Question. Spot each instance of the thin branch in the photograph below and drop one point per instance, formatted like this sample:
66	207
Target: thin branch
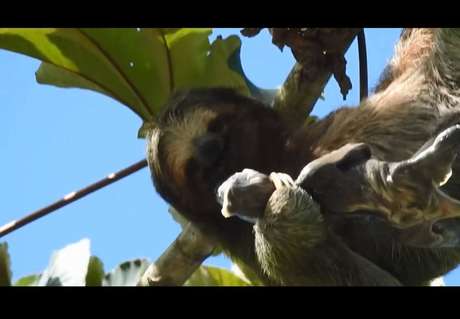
363	81
305	83
71	197
180	259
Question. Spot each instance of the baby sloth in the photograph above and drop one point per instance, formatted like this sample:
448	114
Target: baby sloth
283	211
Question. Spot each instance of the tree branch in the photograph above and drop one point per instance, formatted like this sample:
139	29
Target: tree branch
71	197
294	101
306	81
180	259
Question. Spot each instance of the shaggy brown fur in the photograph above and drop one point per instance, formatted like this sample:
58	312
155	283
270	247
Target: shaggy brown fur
417	97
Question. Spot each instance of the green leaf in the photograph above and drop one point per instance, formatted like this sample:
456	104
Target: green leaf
265	95
95	273
68	266
31	280
213	276
138	67
126	274
5	264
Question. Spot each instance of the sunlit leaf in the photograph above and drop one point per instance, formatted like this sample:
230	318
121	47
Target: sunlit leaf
5	264
68	266
126	274
31	280
95	273
139	67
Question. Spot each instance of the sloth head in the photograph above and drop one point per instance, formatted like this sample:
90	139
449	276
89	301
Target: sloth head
203	137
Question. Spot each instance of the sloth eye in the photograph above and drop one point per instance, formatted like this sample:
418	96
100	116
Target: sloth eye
209	148
219	126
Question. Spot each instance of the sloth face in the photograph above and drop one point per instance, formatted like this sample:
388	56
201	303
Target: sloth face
205	136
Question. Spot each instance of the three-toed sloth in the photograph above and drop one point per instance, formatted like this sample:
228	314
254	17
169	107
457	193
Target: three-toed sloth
204	136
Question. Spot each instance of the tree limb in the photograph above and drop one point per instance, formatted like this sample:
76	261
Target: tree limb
306	81
180	259
294	101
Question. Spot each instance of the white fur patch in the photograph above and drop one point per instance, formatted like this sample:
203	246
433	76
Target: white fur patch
179	137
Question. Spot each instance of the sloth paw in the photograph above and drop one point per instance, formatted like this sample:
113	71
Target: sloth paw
281	180
414	183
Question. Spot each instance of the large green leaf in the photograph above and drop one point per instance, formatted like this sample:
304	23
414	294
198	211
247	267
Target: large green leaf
5	270
138	67
126	274
95	273
68	266
213	276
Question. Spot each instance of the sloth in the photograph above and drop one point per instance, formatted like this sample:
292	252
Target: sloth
205	136
283	210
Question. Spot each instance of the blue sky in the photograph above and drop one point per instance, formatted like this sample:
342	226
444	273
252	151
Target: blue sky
54	141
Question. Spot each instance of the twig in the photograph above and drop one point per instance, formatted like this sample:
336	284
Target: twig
71	197
363	81
305	83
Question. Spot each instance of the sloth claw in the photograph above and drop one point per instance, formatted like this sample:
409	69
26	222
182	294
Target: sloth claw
281	180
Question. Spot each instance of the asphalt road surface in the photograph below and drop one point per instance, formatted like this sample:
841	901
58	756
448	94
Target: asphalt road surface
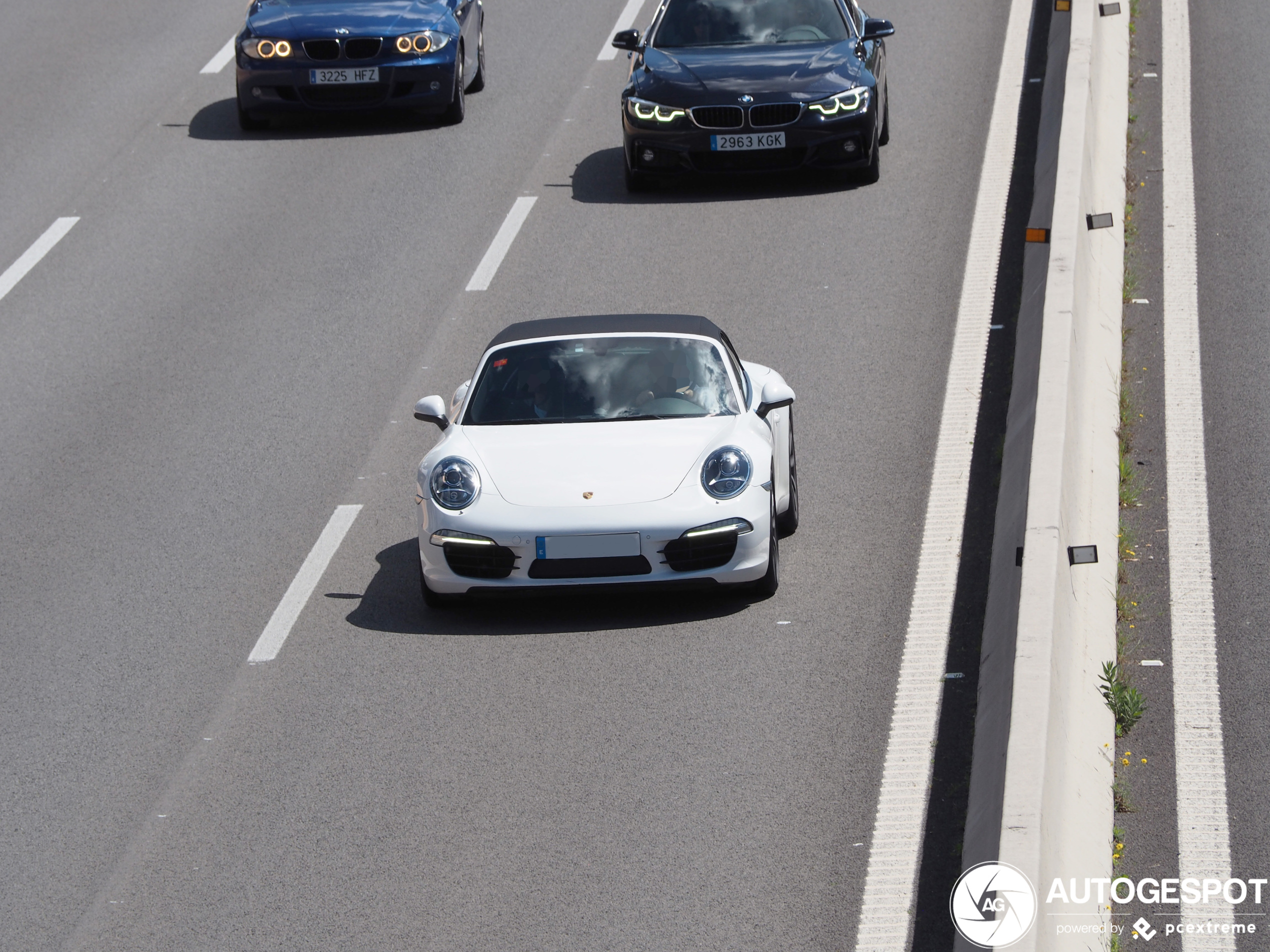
229	344
1231	128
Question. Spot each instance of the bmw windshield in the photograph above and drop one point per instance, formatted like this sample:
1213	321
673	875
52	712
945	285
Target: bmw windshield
751	22
602	379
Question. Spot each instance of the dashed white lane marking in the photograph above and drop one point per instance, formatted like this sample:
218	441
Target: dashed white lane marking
488	267
1203	826
887	907
31	257
218	62
270	643
625	22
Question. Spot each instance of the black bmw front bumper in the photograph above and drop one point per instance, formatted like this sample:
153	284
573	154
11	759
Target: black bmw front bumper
810	142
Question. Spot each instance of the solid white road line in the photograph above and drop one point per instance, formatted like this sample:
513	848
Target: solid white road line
31	257
218	62
1203	828
887	907
270	643
625	22
488	267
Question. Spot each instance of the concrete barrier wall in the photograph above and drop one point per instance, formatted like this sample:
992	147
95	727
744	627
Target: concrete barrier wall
1057	812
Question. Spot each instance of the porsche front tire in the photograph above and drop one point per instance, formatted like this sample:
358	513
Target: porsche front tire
768	586
788	521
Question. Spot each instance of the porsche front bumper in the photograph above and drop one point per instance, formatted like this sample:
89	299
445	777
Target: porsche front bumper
514	565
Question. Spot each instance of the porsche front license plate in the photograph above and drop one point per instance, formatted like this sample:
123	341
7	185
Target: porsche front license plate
625	544
750	140
368	74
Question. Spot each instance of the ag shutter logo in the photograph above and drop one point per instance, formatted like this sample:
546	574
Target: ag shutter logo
992	906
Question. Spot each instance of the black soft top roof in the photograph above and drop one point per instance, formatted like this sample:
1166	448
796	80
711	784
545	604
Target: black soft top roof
608	324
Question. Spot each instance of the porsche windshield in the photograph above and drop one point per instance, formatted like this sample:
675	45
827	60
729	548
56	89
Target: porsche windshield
751	22
602	379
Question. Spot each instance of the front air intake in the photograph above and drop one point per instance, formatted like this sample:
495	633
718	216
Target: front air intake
774	114
322	48
718	117
362	48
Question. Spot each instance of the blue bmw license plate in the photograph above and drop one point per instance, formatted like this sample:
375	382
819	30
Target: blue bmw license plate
746	141
366	74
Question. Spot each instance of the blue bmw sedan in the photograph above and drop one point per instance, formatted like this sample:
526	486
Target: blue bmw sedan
420	56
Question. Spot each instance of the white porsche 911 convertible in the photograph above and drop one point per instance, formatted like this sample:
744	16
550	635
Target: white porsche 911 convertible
608	450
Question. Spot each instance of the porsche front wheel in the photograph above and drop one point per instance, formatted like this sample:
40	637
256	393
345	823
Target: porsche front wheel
788	521
772	582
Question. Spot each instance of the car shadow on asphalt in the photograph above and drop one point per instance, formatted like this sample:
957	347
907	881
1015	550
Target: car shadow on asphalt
393	603
598	180
218	122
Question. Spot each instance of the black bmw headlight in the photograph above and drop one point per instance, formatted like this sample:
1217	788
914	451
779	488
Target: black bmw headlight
726	473
455	483
854	102
654	114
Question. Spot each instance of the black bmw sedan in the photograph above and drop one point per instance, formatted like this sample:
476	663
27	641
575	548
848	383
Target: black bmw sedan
755	85
296	56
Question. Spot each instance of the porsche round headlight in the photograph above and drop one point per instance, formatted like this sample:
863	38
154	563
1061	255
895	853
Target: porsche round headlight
455	483
726	473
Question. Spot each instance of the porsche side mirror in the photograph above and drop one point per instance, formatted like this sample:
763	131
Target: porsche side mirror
876	29
776	394
626	40
456	401
432	410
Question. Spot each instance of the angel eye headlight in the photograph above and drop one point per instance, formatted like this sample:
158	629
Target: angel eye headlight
854	102
267	48
455	483
644	111
426	42
726	473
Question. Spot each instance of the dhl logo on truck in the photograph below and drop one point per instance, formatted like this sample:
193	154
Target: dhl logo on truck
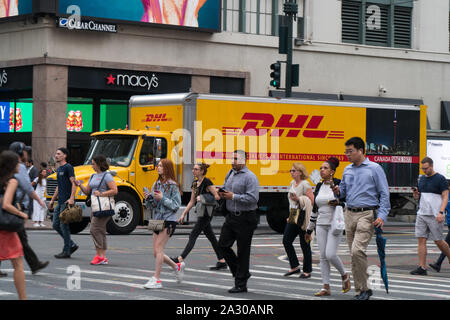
156	117
309	124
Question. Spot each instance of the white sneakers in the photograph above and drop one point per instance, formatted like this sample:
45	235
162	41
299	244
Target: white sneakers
179	272
153	283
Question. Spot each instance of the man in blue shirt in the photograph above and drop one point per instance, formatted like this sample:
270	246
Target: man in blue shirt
241	191
65	192
365	189
432	193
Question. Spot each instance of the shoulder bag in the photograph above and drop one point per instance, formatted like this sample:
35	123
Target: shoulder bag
72	213
9	221
156	224
338	223
102	206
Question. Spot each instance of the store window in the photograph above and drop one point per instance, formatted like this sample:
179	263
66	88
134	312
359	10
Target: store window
113	115
377	22
251	16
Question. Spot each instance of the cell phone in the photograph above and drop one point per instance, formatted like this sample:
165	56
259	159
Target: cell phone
333	202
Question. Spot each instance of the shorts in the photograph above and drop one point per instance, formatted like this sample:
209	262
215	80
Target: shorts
169	226
427	227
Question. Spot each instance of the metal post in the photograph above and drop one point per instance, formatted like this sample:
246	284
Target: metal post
290	9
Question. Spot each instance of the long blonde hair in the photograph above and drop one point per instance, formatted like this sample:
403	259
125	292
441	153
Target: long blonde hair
300	167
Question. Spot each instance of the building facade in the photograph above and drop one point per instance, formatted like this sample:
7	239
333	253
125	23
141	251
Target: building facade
378	50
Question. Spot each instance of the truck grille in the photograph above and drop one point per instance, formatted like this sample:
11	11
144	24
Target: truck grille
51	186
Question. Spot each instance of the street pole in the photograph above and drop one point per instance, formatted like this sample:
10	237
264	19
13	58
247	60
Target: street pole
290	10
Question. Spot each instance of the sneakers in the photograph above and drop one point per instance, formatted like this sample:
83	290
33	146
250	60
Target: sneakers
419	272
179	272
153	283
435	266
99	260
219	266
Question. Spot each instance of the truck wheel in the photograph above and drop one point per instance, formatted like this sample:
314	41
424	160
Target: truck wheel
127	215
276	218
77	227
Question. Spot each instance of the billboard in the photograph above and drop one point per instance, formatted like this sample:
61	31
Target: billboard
199	14
79	117
11	8
439	151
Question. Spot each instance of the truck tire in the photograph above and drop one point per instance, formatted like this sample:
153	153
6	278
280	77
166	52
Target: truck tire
77	227
127	215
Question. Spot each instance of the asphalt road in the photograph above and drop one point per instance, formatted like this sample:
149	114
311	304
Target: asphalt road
131	264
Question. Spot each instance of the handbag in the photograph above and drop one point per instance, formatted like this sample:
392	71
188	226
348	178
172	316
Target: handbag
102	206
338	223
293	215
156	225
72	213
9	221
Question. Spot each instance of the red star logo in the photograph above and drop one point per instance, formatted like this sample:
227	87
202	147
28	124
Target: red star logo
110	79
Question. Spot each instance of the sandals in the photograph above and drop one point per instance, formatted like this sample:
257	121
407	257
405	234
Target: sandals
346	285
322	293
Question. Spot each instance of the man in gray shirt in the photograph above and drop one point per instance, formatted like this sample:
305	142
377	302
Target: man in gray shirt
241	191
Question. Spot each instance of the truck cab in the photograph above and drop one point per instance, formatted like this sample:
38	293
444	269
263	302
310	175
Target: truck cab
133	156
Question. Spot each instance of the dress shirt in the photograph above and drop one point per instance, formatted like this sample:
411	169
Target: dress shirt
366	186
245	186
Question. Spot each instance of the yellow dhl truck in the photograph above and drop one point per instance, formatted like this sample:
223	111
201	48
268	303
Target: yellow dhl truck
189	128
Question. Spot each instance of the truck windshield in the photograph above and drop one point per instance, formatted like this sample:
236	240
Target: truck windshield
118	150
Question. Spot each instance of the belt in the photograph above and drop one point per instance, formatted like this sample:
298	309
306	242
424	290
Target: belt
362	209
238	213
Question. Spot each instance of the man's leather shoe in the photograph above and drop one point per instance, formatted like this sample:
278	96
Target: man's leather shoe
62	255
237	290
41	266
73	249
365	295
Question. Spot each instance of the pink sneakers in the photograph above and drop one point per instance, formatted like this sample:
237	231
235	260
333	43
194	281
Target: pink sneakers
99	260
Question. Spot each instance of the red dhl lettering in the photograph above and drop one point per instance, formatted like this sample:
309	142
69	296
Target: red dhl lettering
259	124
155	117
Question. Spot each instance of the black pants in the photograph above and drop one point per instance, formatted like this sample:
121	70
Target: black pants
239	229
29	254
202	224
290	233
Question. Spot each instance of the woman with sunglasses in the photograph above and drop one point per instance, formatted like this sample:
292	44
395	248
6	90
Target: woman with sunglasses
299	187
201	186
320	220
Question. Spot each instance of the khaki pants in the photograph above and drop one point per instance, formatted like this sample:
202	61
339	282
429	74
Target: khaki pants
359	230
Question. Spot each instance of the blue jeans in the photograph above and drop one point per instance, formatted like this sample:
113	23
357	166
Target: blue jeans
62	228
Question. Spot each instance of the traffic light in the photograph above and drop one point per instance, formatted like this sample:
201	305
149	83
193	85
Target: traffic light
275	74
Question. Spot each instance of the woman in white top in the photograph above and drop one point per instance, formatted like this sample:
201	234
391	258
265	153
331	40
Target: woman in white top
40	184
321	220
299	187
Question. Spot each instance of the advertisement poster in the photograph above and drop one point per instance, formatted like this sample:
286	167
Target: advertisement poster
11	8
4	116
201	14
79	118
439	151
392	141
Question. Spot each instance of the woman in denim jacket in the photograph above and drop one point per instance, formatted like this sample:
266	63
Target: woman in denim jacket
167	201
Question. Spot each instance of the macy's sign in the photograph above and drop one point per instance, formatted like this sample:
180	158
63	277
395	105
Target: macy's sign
126	80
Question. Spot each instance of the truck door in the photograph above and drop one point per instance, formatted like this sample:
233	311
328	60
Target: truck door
152	150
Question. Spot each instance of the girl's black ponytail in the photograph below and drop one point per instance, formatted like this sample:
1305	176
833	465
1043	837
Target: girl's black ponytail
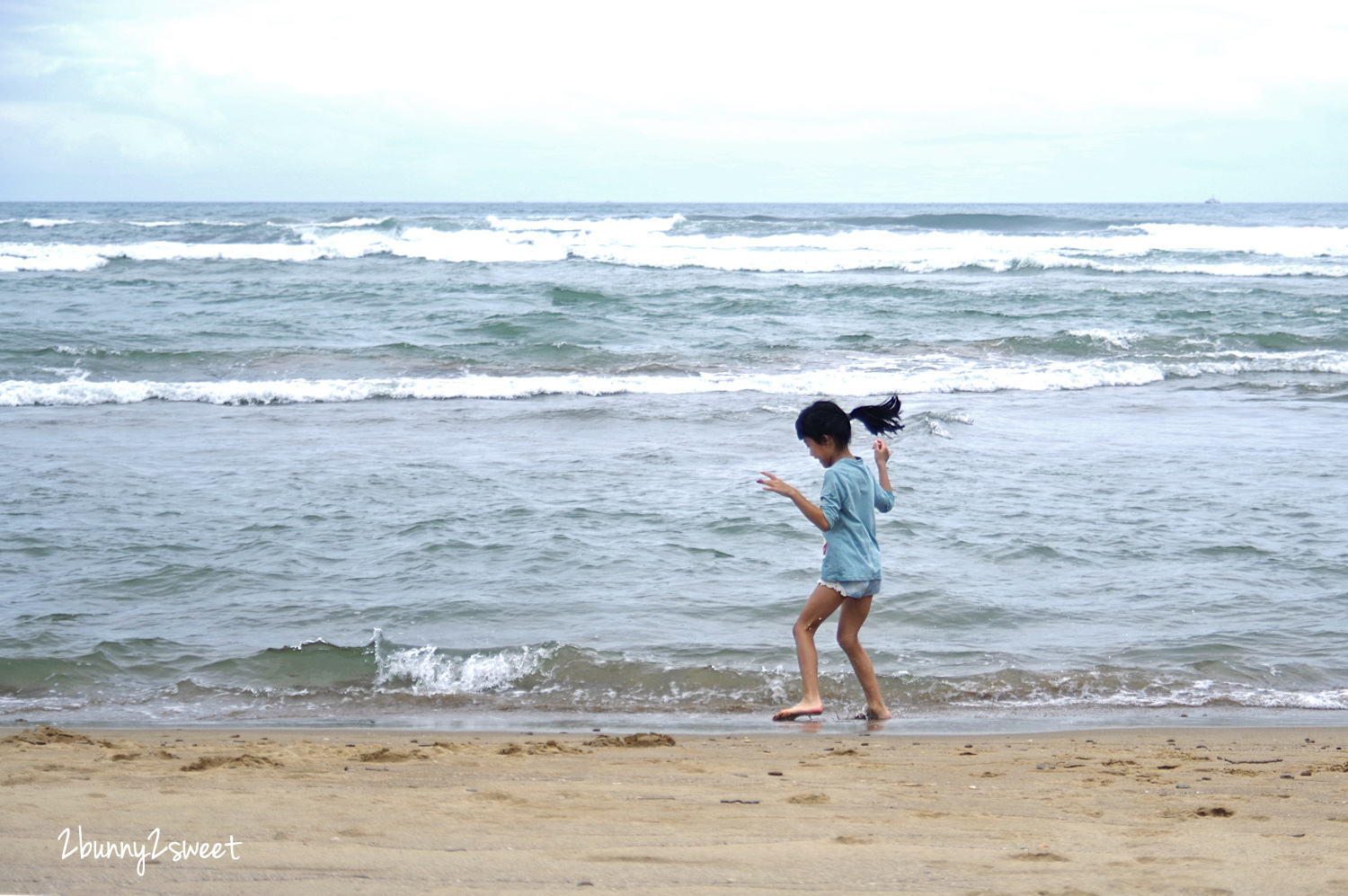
879	418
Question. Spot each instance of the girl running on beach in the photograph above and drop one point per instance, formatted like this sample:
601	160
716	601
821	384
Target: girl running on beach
851	572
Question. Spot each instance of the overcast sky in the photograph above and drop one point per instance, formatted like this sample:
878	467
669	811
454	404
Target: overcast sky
678	102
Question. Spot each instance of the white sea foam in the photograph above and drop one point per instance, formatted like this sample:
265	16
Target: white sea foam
661	244
430	672
930	375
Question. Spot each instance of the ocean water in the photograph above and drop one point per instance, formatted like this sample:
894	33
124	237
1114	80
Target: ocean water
491	465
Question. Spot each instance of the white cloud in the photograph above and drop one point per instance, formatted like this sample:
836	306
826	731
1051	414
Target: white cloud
696	100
----
SHORT PROBLEM -> Reproduce the lines of the records above from the line with "Question. Spot each instance of the white cloud" up to and including the final line of the records, switching "white cloud" to "gray cloud" and leaving everything else unchanged.

THE RESULT ->
Question. Spot each instance of the gray cloud in the photograph above and drop one point per instance, formatted like this sample:
836	306
826	731
1051	414
Target: gray cloud
696	100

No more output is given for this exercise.